**Passage shown:**
┄┄┄┄┄┄
Kathryn: Were your parents able to get to that place?

Joy: Well, as far as the house is concerned, my mother was almost 90
when she said to me–and she was quite senile then, too–but she did
want to go home to this house. She wanted that and I would have done
anything if it had been possible then. But she’s gone now and it’s sad
that she never was able to go home. But here we are and maybe other
people will be able to come and know that the house is still here and
that it’s connected to a reality that was rather than a fiction and I
think all of that is important.

Kathryn: What do you think of what’s happened here with this starting
out as a simple idea–Well, we should save Joy Kogawa’s house–to what
this has become, which is a sort of a movement in British Columbia?

Joy: How did that happen? How do any of these things magically happen?
I don’t know. Ann-Marie’s going to have to happen because I think it’s
sort of like springtime–there is something that happens when the
weather warms and all these little shoots come out of the ground and
these magic mushrooms just jump out of the earth and become a source of
amazement and awe that all this energy has been there.

Kathryn: Joy, you’ve mentioned Ann-Marie a couple of times. Would you like to introduce this woman?

Joy: Yes, she’s right here. Ann-Marie’s a neighbour and . . .  Go, Ann-Marie.

Ann-Marie: Right. I live just around the corner from what we are
calling the House of Obasan or Joy Kogawa’s House and I look at it out
my dining room window.

Kathryn: You’re just over there.

Ann-Marie: I’m just over there, just over the fence, so to speak, and
this is a place that my neighbours told me about when we first moved
into the neighbourhood about 20 years ago.

Joy: I didn’t know that.

Ann-Marie: Sure, Billy Boyd, she had read the book and she said as
we’re walking past—that’s where Joy lived. That’s the house that
inspired Obasan. It’s known in the neighbourhood that this is where you
lived and where you were removed.

Joy: David Lloyd George School, that was where I went when I was in
Grade One and I knew they had a reunion some time ago and I would have
liked to have gone to that.

Ann-Marie: I invited you to that reunion . . .

Joy: That was you?

Ann-Marie: I invited you to that reunion in 1996 and wrote to your publisher . . .

Joy: For heaven’s sakes . . .

Ann-Marie: . . . I asked Would you come? But the publisher didn’t pass
that information on. Instead we had a wonderful display from the
Japanese Canadian National Museum. I thought it was very important to
tell the story that many houses in this neighbourhood were owned by
Canadians of Japanese descent, many businesses were expropriated, and
that there is a presence in Marpole of people who are very close to my
heart because of my childhood experience living in southern Alberta.
When I was five, about the same age Joy was when she was removed from
her house, our family moved from a farm in British Columbia to the
small town of Vauxhall in southern Alberta.

Kathryn: What do you remember?

Ann-Marie: Well, it’s was my first school experience and I was new in
town. My father was a lay minister in the United Church and there were
ways into the community but most of my friends were, as it turned out,
were those who were a little but peripheral to the Vauxhall community.
They were people like Brenda Chaba and Brenda Yamamoto and children of
Japanese background.
┄┄┄┄┄┄
**Provided data:**
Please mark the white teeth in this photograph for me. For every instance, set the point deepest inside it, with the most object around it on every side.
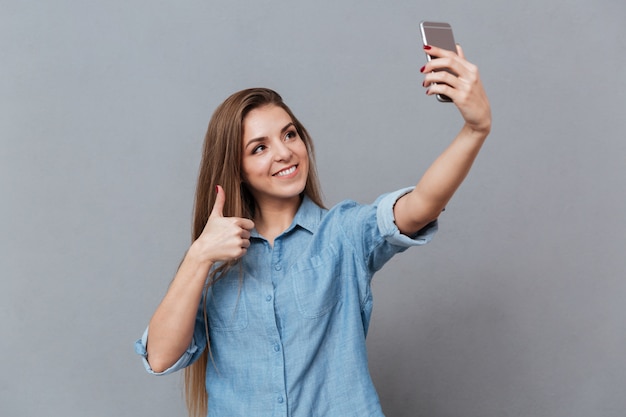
(286, 171)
┄┄┄┄┄┄
**Tasks to carry out:**
**a.** Name every person who speaks in the interview about Joy Kogawa's house.
**b.** Go on with the interview about Joy Kogawa's house, starting after its last line.
The data that comes after the interview is separate material from the interview itself.

**Final results:**
**a.** Kathryn, Joy, and Ann-Marie.

**b.**
Kathryn: Did you make the connection back then that something was different?

Ann-Marie: There was an import in my parents’ talking about this and
these children were not allowed in my home. My mother had lost a
brother in Japan and there was an undercurrent that I could visit there
but it was only on my eighth birthday that they were allowed to come
over. So I knew that there was something going on here, something not
talked about. My father being a little more liberal and open minded and
responsible for the pastoral care of the Japanese Canadian community .
. .

Joy: I didn’t know that either . . .

Ann-Marie: Yes, these are my reasons, my motivations . . .

Joy: These were the kids that had grown up probably around here in BC
and had been interned and then sent to the sugar beet fields.

Ann-Marie: Well, this would have been 1963 . . .

Joy: These would have been the children of . . .

Ann-Marie: . . . children of those interned and my father would take
our family to visit on Sunday afternoons on his pastoral visits. I have
had some wonderful soy crackers in a house I remember with a tar paper
exterior and very cold, very cold in the winter and conditions that
were hardly liveable.

Kathryn: So is this your way of trying to make things right?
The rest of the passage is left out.